▶ Task brief: Copy the stretch of the listing from the line containing "TARGET: rippled water" through the line containing "[(125, 98), (106, 114), (319, 131)]" without any change.

▶ Entries provided:
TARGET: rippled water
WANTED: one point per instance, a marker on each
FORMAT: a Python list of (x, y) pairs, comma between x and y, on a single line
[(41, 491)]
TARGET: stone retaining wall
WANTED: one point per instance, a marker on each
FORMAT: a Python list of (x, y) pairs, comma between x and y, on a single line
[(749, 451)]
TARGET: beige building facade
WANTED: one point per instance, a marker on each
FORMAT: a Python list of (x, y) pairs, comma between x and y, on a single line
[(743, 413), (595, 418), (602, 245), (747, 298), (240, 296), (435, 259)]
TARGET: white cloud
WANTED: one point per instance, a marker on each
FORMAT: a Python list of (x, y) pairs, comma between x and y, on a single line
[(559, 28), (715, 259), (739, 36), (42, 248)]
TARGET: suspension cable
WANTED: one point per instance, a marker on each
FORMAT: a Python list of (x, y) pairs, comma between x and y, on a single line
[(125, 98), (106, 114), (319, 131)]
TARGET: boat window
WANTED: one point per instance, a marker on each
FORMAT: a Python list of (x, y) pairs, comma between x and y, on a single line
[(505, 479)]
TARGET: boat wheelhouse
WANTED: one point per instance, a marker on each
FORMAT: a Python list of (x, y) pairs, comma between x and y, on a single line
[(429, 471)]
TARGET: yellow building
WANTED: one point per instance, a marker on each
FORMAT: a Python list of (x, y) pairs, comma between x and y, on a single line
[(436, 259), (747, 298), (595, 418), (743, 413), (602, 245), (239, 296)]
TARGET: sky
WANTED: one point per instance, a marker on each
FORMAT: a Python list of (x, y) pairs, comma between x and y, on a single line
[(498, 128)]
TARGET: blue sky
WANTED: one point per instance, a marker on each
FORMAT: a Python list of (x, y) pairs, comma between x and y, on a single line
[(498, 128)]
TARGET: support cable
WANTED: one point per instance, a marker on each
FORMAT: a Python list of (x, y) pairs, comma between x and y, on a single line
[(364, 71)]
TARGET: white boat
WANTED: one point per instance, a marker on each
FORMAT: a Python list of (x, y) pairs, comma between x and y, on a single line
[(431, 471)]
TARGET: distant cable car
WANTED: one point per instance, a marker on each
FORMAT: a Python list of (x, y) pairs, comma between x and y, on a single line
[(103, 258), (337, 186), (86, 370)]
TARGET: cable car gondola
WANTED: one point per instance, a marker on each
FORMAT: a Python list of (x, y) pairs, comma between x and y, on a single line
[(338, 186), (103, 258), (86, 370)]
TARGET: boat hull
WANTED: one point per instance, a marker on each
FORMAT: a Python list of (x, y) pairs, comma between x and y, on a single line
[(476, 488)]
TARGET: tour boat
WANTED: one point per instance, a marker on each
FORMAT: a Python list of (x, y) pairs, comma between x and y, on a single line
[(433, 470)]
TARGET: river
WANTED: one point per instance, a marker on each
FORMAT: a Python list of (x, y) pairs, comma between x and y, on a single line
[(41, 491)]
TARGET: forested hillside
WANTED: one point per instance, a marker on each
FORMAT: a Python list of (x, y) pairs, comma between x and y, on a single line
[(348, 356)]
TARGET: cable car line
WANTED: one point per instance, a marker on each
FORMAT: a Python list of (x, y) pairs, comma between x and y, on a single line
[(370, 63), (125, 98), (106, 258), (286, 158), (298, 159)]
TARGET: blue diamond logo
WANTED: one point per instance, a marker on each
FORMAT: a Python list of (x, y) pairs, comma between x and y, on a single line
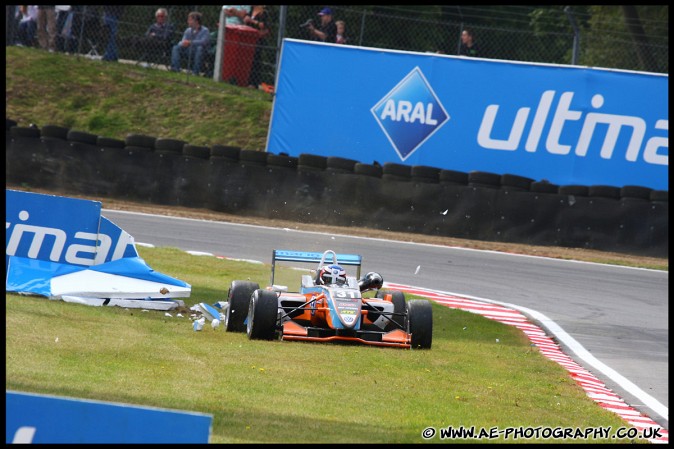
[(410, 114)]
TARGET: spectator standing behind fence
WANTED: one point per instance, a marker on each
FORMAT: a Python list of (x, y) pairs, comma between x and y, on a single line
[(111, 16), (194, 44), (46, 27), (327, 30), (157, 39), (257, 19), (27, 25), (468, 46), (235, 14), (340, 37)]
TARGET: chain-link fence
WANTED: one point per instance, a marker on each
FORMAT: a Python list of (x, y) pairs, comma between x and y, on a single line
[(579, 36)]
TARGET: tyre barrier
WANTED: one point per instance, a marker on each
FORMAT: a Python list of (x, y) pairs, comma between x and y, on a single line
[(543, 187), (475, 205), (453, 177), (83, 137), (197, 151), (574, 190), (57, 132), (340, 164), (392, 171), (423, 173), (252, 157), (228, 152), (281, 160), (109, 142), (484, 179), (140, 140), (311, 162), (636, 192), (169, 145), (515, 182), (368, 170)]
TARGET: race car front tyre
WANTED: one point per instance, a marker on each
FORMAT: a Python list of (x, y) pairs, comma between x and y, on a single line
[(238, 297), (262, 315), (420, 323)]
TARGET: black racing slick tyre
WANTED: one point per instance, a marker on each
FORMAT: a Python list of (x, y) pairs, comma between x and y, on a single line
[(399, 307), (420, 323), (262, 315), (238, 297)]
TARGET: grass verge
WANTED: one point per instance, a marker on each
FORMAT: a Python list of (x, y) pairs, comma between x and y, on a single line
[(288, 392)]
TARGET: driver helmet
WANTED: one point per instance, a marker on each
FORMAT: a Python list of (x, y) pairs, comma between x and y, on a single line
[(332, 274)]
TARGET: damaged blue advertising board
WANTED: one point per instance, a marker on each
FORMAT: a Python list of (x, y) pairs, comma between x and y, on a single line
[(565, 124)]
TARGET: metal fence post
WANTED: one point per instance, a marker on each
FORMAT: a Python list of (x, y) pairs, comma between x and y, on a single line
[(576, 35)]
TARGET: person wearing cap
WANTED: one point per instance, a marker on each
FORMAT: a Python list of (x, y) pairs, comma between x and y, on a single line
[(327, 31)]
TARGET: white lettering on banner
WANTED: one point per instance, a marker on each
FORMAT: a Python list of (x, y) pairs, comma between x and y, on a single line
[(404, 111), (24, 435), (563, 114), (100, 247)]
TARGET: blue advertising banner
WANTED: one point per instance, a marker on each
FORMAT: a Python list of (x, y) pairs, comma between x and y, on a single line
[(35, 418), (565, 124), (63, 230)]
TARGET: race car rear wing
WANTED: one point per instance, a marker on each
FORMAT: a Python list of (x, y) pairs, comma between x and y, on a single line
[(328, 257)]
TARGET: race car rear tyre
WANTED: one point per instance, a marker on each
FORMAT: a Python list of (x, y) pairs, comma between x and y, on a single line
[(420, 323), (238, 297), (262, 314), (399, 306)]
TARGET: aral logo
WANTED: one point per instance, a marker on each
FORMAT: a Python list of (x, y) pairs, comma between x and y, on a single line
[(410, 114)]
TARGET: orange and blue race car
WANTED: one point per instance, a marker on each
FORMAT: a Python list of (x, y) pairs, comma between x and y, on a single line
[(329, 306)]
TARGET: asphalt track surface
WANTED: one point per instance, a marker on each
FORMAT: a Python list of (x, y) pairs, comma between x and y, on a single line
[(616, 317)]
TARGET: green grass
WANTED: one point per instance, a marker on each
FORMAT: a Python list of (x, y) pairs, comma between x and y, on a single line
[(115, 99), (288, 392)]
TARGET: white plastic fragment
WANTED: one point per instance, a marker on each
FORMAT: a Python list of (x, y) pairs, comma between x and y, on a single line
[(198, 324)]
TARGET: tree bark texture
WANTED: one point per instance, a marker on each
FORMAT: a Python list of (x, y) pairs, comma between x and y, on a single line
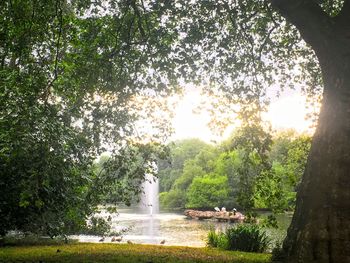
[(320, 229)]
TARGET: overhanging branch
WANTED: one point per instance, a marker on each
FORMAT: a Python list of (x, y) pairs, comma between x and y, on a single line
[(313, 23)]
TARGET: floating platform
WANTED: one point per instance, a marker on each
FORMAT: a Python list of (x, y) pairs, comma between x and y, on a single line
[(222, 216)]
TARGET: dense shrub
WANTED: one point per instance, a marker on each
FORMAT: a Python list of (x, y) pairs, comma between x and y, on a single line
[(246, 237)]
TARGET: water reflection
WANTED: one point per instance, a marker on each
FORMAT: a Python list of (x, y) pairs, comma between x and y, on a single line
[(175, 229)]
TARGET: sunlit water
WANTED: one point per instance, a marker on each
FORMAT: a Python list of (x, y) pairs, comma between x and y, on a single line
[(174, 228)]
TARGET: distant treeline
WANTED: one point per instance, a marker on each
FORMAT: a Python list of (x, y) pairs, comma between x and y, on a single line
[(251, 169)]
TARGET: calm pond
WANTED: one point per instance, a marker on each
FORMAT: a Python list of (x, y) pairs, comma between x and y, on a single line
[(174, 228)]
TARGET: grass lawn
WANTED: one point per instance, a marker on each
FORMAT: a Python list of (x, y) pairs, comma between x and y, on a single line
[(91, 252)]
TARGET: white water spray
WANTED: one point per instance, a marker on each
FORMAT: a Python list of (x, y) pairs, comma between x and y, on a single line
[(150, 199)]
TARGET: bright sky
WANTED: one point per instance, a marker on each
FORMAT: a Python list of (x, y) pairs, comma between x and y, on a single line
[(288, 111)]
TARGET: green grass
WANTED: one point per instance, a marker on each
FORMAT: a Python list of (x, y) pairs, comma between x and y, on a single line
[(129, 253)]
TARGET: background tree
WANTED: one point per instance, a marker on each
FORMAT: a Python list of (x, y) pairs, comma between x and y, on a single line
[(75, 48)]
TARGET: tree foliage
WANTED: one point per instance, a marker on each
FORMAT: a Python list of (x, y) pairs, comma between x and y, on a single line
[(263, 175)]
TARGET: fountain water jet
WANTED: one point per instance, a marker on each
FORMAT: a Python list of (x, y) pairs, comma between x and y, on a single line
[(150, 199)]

...

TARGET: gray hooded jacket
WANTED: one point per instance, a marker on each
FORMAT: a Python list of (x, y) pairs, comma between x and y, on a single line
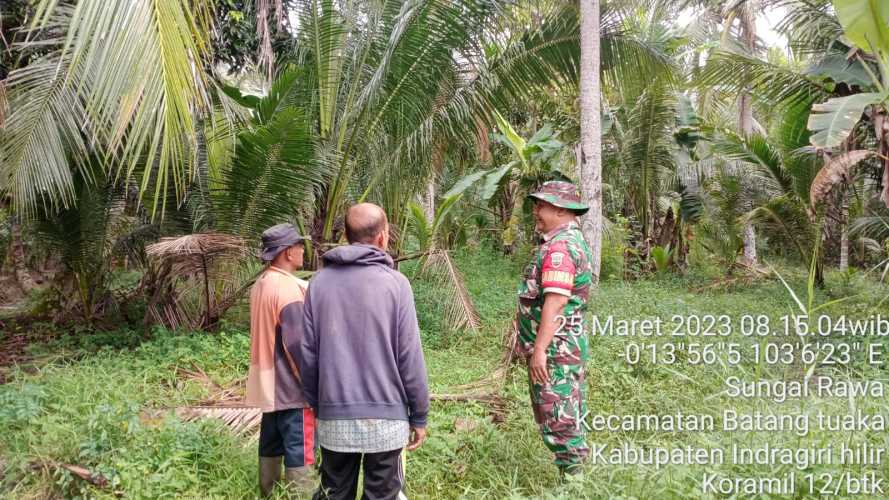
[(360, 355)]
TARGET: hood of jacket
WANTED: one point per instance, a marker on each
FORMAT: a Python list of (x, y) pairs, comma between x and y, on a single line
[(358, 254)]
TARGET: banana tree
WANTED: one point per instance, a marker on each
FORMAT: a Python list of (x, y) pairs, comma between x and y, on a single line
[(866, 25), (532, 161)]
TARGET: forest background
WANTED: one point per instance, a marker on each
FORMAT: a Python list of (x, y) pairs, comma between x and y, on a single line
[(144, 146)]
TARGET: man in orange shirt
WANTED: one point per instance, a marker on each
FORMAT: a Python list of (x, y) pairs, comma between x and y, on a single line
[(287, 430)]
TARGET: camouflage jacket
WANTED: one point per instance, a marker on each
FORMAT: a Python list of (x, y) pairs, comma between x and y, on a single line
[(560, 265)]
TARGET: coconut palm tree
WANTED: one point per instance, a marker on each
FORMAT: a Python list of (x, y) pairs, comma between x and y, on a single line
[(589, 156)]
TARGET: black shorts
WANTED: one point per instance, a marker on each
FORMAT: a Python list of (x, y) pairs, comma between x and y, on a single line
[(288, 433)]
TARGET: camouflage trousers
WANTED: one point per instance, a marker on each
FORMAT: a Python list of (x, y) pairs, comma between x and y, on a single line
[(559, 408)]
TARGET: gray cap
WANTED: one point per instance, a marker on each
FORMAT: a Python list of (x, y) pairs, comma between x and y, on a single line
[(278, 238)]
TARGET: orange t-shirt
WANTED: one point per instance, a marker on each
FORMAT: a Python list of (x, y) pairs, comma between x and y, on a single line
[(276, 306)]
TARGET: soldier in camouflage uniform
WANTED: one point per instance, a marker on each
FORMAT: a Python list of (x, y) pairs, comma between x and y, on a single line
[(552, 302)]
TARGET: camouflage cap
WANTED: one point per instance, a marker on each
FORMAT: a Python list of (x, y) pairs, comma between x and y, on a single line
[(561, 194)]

--

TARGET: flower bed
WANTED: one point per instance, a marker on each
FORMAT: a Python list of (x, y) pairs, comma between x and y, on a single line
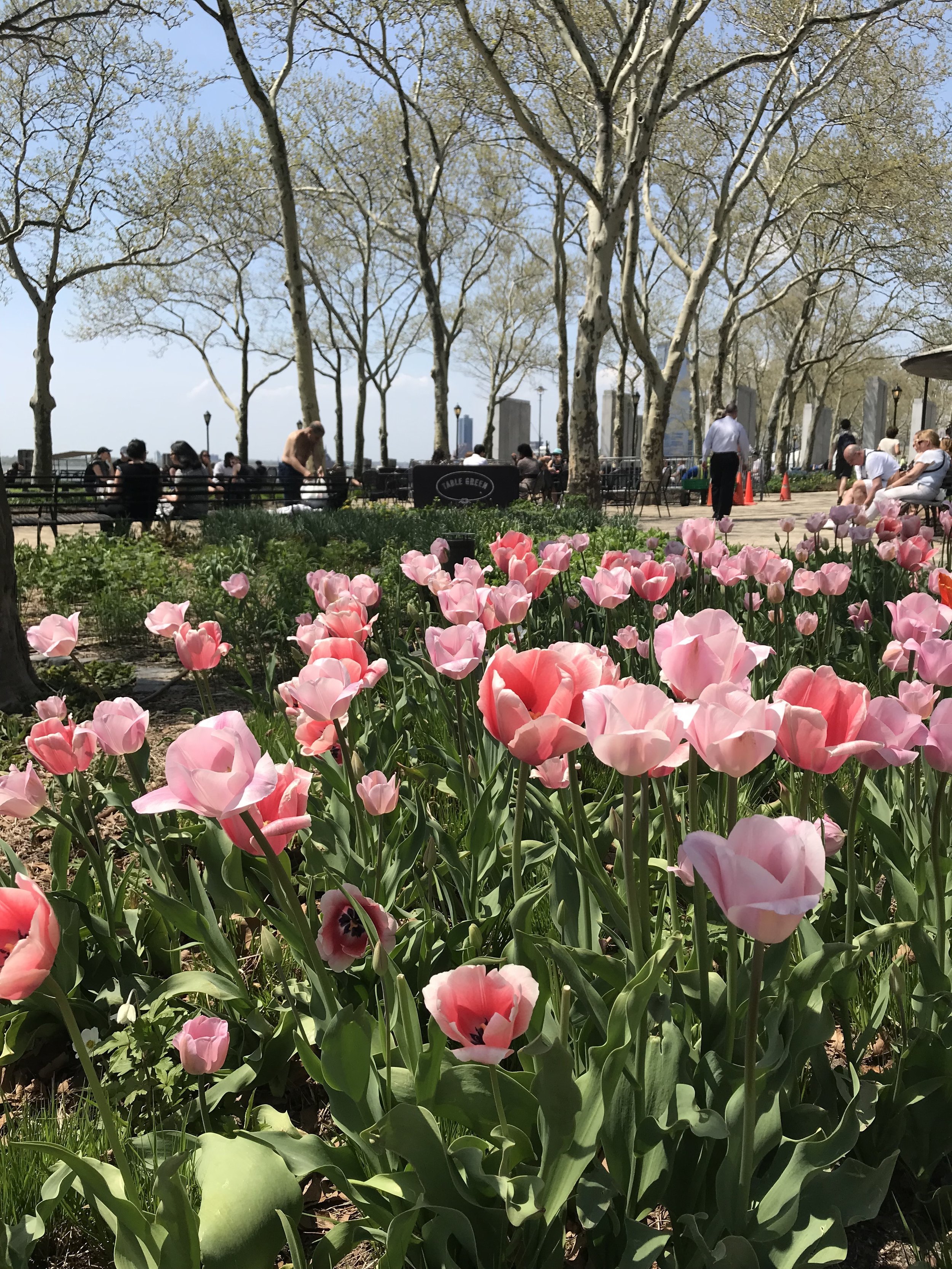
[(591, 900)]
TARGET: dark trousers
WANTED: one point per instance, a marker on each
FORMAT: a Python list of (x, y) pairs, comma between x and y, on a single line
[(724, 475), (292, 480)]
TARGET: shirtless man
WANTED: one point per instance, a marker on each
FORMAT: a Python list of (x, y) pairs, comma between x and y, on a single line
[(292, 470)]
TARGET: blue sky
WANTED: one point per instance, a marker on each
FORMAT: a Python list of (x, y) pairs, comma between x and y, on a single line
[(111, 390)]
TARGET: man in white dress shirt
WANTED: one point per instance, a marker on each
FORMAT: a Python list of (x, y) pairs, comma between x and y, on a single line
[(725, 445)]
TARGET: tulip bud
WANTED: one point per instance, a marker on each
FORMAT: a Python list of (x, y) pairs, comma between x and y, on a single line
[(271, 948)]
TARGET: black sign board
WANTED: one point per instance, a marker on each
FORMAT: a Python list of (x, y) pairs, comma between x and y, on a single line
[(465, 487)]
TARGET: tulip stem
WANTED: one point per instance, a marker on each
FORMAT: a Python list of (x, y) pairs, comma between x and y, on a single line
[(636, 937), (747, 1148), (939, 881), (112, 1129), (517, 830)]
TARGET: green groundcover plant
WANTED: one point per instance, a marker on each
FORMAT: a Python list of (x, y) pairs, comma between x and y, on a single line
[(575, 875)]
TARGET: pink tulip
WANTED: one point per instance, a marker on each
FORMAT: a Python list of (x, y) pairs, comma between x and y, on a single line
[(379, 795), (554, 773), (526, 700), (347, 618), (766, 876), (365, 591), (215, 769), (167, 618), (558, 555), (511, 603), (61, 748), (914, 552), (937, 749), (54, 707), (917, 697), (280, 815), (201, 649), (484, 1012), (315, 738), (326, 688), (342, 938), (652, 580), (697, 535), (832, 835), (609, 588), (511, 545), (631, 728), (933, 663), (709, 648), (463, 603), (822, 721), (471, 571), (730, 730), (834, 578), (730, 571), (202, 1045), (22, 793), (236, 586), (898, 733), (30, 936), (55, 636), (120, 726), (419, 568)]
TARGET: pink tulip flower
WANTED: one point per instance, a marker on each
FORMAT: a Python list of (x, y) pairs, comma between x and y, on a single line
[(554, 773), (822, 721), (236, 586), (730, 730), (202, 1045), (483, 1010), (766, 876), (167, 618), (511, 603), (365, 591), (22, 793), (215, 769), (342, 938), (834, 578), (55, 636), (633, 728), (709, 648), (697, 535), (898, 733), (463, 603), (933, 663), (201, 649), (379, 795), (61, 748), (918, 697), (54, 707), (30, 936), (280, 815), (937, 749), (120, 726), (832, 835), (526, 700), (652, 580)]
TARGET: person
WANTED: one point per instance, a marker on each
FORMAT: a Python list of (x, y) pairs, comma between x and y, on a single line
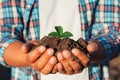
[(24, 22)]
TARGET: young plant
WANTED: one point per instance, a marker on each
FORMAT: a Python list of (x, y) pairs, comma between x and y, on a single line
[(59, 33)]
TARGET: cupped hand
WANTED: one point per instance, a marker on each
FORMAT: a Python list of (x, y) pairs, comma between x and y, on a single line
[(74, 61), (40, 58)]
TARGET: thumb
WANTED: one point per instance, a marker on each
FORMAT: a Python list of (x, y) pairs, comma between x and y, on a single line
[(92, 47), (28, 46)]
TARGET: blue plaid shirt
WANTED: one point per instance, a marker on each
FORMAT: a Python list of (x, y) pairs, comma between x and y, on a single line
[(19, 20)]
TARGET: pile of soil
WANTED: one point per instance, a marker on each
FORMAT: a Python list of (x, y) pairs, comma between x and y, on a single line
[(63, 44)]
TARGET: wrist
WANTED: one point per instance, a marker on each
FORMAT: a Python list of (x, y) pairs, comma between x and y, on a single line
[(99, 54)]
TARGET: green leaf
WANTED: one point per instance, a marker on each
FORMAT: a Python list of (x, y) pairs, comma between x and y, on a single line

▶ Solution:
TARGET: rippled water
WANTED: one point per instance, a marker on each
FORMAT: a Python list of (x, y) pairs, comma between x and y, on a single line
[(41, 491)]
TARGET: stone retaining wall
WANTED: one point per instance, a marker on each
FORMAT: a Python list of (x, y) pairs, comma between x and y, on a single line
[(749, 451)]
TARGET: beige building facade
WANTED: one point per instance, a marker on each
FORMAT: a Python list of (x, y) pairs, comma between x and y, on a single line
[(743, 413), (595, 418), (602, 245), (747, 298), (240, 296), (435, 259)]
TARGET: white cloud
WANTED: one point per instance, a marker on each
FORMAT: a Python list of (x, y) pairs, comma between x and y, on a single line
[(559, 28), (715, 259), (739, 36), (42, 248)]
TARGET: suspension cable
WANTED: one point per instance, a marker on each
FORMAT: a Python list of (x, y) pairs, comma between x and y, on a single line
[(125, 98), (106, 114), (319, 131)]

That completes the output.